* _Document text_
● ● ● ● ● ● ●
Show HN: Pyversity – Fast Result Diversification for Retrieval and RAG
github.comHey HN! I’ve recently open-sourced Pyversity, a lightweight library for diversifying retrieval results. Most retrieval systems optimize only for relevance, which can lead to top-k results that look almost identical. Pyversity efficiently re-ranks results to balance relevance and diversity, surfacing items that remain relevant but are less redundant. This helps with improving retrieval, recommendation, and RAG pipelines without adding latency or complexity.
Main features:
- Unified API: one function (diversify) supporting several well-known strategies: MMR, MSD, DPP, and COVER (with more to come)
- Lightweight: the only dependency is NumPy, keeping the package small and easy to install
- Fast: efficient implementations for all supported strategies; diversify results in milliseconds
Re-ranking with cross-encoders is very popular right now, but also very expensive. From my experience, you can usually improve retrieval results with simpler and faster methods, such as the ones implemented in this package. This helps retrieval, recommendation, and RAG systems present richer, more informative results by ensuring each new item adds new information.
Code and docs: github.com/pringled/pyversity
Let me know if you have any feedback, or suggestions for other diversification strategies to support!
● ● ● ● ● ● ●
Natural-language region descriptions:
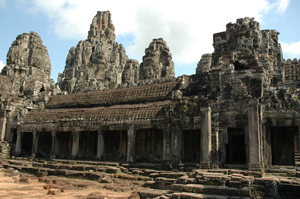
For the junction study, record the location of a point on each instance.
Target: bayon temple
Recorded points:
(241, 108)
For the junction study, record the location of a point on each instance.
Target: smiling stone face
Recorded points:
(157, 62)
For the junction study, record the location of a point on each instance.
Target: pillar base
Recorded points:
(204, 165)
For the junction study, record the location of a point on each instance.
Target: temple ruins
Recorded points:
(240, 110)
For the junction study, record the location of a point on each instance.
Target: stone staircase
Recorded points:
(219, 183)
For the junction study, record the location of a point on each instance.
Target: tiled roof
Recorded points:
(137, 94)
(118, 112)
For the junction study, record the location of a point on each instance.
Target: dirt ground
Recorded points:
● ● ● ● ● ● ●
* _What needs to be done_
Copy out the entire Pyversity announcement above, word for word.

* _Task output_
Show HN: Pyversity – Fast Result Diversification for Retrieval and RAG
github.comHey HN! I’ve recently open-sourced Pyversity, a lightweight library for diversifying retrieval results. Most retrieval systems optimize only for relevance, which can lead to top-k results that look almost identical. Pyversity efficiently re-ranks results to balance relevance and diversity, surfacing items that remain relevant but are less redundant. This helps with improving retrieval, recommendation, and RAG pipelines without adding latency or complexity.
Main features:
- Unified API: one function (diversify) supporting several well-known strategies: MMR, MSD, DPP, and COVER (with more to come)
- Lightweight: the only dependency is NumPy, keeping the package small and easy to install
- Fast: efficient implementations for all supported strategies; diversify results in milliseconds
Re-ranking with cross-encoders is very popular right now, but also very expensive. From my experience, you can usually improve retrieval results with simpler and faster methods, such as the ones implemented in this package. This helps retrieval, recommendation, and RAG systems present richer, more informative results by ensuring each new item adds new information.
Code and docs: github.com/pringled/pyversity
Let me know if you have any feedback, or suggestions for other diversification strategies to support!